From a New York Times By the Book interview headlined “The Novel That Made Karen Armstrong Quit Her Reading Group”:
What books are on your night stand?
“The Cloud of Unknowing,” a 14th-century mystical text by an English monk who reminds us that we have no idea what God is, and the “Analects” of Confucius, pithy aphorisms on which I ponder if I cannot sleep.
What’s the last great book you read?
“The Dawn of Everything: A New History of Humanity,” by the anthropologist David Graeber and the archaeologist David Wengrow — an enthralling read. On almost every page, you are compelled to revise your view of the past and imagine new ways of organizing the present.
Describe your ideal reading experience (where, when, what, how?)
It changed not only my reading experience but my life. I did not find it in a novel, a poem or a philosophical treatise, however. Instead, I came upon it by accident in a dry, scholarly footnote in which the Islamist scholar Louis Massignon describes what he called “the science of compassion” — a knowledge that is derived not from abstruse study but is achieved by feeling with (Latin: com passus) others. When we encounter a spirituality that differs from our own and seems alien, Massignon explained, instead of simply dismissing it, we must ask ourselves how the writer came to have these ideas. We must acquaint ourselves in a scholarly fashion with the social, political, geographical, historical and philosophical context in which he lived and worked. And we must not leave this text, Massignon insisted, until we can honestly say that, in such circumstances, we would feel the same. In this way, he explained, we can broaden our horizons and make a place for the other in our minds and hearts. It is an ekstasis, a disciplined “stepping outside” of the self in a sensitive but informed identification with another — not an exalted trance, but an intellectual process that enables you to open your mind and heart to something that seemed initially alien.

Excerpts of location labeling data

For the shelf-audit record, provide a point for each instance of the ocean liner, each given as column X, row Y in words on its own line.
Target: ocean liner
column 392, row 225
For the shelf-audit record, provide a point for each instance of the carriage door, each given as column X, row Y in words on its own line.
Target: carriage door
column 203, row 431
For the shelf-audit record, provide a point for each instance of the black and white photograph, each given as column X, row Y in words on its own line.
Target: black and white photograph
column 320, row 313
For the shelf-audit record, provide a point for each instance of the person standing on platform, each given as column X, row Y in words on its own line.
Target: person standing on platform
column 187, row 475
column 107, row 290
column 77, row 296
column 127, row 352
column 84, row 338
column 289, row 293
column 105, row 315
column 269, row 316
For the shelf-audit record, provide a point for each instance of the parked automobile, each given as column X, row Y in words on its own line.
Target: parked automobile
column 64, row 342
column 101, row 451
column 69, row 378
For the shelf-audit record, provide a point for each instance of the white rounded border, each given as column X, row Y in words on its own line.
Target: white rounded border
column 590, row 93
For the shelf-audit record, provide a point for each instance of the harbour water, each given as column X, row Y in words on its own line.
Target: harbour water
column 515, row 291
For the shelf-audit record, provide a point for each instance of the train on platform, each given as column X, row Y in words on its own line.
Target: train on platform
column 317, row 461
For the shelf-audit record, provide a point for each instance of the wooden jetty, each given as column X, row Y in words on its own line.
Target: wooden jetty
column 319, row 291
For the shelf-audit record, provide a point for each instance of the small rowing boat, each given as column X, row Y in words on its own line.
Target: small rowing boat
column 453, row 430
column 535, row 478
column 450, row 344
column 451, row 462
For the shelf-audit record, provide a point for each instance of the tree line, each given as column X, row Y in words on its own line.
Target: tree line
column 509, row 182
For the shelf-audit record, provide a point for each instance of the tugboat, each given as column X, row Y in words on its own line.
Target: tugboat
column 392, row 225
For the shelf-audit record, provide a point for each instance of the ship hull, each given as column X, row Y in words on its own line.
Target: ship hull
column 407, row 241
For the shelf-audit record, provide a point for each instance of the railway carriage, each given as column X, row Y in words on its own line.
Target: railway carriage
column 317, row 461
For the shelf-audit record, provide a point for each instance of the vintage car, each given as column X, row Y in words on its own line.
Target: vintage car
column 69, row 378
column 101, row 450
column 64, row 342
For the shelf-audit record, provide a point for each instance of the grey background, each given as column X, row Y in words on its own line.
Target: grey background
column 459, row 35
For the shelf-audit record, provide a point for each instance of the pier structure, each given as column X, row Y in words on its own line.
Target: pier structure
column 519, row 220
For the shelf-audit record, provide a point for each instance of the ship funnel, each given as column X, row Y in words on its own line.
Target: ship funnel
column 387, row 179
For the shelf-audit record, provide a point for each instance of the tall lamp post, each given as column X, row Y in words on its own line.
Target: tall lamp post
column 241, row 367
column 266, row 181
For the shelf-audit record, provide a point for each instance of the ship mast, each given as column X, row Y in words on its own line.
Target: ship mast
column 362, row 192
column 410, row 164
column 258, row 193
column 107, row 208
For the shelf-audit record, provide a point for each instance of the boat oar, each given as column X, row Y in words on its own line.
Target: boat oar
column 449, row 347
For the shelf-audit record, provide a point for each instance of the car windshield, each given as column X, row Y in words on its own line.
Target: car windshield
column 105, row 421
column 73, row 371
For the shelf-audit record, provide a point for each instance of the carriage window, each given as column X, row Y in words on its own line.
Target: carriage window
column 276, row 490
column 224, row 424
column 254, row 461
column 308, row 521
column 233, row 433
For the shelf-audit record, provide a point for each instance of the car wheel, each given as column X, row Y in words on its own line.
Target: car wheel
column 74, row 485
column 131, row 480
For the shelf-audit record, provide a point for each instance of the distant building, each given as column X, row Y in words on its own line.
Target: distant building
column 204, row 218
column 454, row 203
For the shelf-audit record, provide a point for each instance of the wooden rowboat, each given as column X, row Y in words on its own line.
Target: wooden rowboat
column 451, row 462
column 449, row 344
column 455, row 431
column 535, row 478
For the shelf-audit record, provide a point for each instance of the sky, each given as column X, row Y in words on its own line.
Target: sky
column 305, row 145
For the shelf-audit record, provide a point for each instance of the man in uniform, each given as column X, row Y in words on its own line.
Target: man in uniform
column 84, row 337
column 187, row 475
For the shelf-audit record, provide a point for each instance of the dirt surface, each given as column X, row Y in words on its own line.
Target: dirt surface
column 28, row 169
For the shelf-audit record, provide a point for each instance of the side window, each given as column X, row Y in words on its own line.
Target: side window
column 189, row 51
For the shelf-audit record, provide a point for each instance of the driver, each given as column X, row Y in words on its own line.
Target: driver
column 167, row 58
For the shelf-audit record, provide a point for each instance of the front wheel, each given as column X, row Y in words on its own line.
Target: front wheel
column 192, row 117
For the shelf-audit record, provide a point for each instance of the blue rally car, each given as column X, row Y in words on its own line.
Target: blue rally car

**Task statement**
Copy everything in the interview excerpt from "From a New York" down to "your night stand?", replacing "night stand" with "bookshelf".

**Written solution**
From a New York Times By the Book interview headlined “The Novel That Made Karen Armstrong Quit Her Reading Group”:
What books are on your bookshelf?